> CONSIGNE 1: Relevez toutes les raisons que le texte sur la complaisance donne pour expliquer pourquoi on cherche à plaire.

> TEXTE À LIRE:
* * *

Trop de complaisance
D’abord une définition. Qu’est-ce que la complaisance ? Disposition d'esprit de celui qui cherche à faire plaisir en s'adaptant aux goûts ou aux désirs de quelqu'un (Larousse). Du latin complacere, de cum, avec, et placere, plaire. Je complèterais par deux métaphores qui me viennent à l’esprit : c’est un peu rentrer dans le moule de l’autre. C’est se mettre de côté pour laisser la place à l’autre.
Pourquoi cherche-t-on à plaire ? Souvent parce que l’on a reçu de nombreux messages dans ce sens pendant notre enfance : “sois gentil, fais moi plaisir”. Pour se sentir accepté, reconnu par un groupe, une personne. Pour éviter le conflit. On a tous une proportion variable à vouloir être dans la complaisance.

* * *

> DONNÉES:

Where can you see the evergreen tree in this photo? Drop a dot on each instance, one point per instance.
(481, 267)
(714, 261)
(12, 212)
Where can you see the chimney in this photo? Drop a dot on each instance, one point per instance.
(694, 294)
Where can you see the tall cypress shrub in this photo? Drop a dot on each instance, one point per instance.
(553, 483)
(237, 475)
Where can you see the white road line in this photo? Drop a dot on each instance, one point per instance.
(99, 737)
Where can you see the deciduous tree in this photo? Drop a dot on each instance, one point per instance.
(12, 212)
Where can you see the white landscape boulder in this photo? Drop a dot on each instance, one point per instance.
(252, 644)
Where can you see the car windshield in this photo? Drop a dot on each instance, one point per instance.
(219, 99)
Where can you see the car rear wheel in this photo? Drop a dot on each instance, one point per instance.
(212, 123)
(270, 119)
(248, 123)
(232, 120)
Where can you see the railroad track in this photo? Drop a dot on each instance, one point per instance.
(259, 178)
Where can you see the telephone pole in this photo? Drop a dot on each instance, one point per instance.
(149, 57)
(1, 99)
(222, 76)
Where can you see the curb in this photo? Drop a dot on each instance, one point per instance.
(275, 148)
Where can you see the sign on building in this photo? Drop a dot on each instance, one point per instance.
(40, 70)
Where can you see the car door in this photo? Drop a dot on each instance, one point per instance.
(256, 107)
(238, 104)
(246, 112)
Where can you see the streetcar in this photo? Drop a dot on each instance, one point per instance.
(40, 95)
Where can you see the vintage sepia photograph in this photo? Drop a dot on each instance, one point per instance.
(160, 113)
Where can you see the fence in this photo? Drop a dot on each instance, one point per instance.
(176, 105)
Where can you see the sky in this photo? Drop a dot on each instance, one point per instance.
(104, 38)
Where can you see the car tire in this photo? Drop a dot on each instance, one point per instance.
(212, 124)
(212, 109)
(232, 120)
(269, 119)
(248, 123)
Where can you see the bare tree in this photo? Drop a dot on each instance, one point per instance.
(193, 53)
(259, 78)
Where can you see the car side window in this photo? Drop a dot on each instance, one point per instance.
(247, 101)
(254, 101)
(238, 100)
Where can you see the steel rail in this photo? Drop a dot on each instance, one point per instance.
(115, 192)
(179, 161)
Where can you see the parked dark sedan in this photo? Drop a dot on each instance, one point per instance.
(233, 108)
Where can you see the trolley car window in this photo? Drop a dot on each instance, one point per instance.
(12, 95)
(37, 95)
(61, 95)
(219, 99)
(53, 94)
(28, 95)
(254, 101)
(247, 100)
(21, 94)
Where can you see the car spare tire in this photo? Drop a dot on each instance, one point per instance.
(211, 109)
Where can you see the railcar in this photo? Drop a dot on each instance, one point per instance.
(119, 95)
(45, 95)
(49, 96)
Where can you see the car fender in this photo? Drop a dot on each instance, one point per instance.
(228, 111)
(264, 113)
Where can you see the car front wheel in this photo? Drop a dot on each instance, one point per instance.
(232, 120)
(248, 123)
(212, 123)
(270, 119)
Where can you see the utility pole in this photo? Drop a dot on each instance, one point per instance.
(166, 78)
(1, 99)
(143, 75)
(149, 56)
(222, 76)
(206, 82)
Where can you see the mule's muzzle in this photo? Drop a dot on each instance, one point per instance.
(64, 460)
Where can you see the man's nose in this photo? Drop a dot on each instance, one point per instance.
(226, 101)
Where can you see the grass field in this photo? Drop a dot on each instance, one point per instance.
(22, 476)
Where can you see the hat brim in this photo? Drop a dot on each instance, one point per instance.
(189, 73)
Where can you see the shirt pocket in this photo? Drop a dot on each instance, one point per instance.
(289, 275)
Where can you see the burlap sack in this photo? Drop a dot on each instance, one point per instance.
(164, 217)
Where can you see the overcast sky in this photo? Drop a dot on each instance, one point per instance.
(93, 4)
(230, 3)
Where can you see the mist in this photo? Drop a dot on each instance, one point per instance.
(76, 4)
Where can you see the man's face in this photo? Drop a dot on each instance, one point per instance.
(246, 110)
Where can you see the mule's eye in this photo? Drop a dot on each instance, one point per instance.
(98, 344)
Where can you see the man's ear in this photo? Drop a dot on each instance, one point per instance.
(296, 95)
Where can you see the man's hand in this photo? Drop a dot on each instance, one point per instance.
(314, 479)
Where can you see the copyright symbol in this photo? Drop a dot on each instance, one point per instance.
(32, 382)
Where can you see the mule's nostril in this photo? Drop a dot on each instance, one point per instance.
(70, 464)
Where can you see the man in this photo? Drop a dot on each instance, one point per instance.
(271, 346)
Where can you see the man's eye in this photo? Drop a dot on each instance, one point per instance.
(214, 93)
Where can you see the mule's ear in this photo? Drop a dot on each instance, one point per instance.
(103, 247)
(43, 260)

* * *

> CONSIGNE 2: Extrayez des entrées chaque ligne contenant la chaîne "wheel", en respectant la casse.

> CORRIGÉ 1:
- On a souvent reçu de nombreux messages dans ce sens pendant l'enfance (« sois gentil, fais moi plaisir »).
- On veut se sentir accepté, reconnu par un groupe ou une personne.
- On veut éviter le conflit.

> CORRIGÉ 2:
Where can you see the car rear wheel in this photo? Drop a dot on each instance, one point per instance.
Where can you see the car front wheel in this photo? Drop a dot on each instance, one point per instance.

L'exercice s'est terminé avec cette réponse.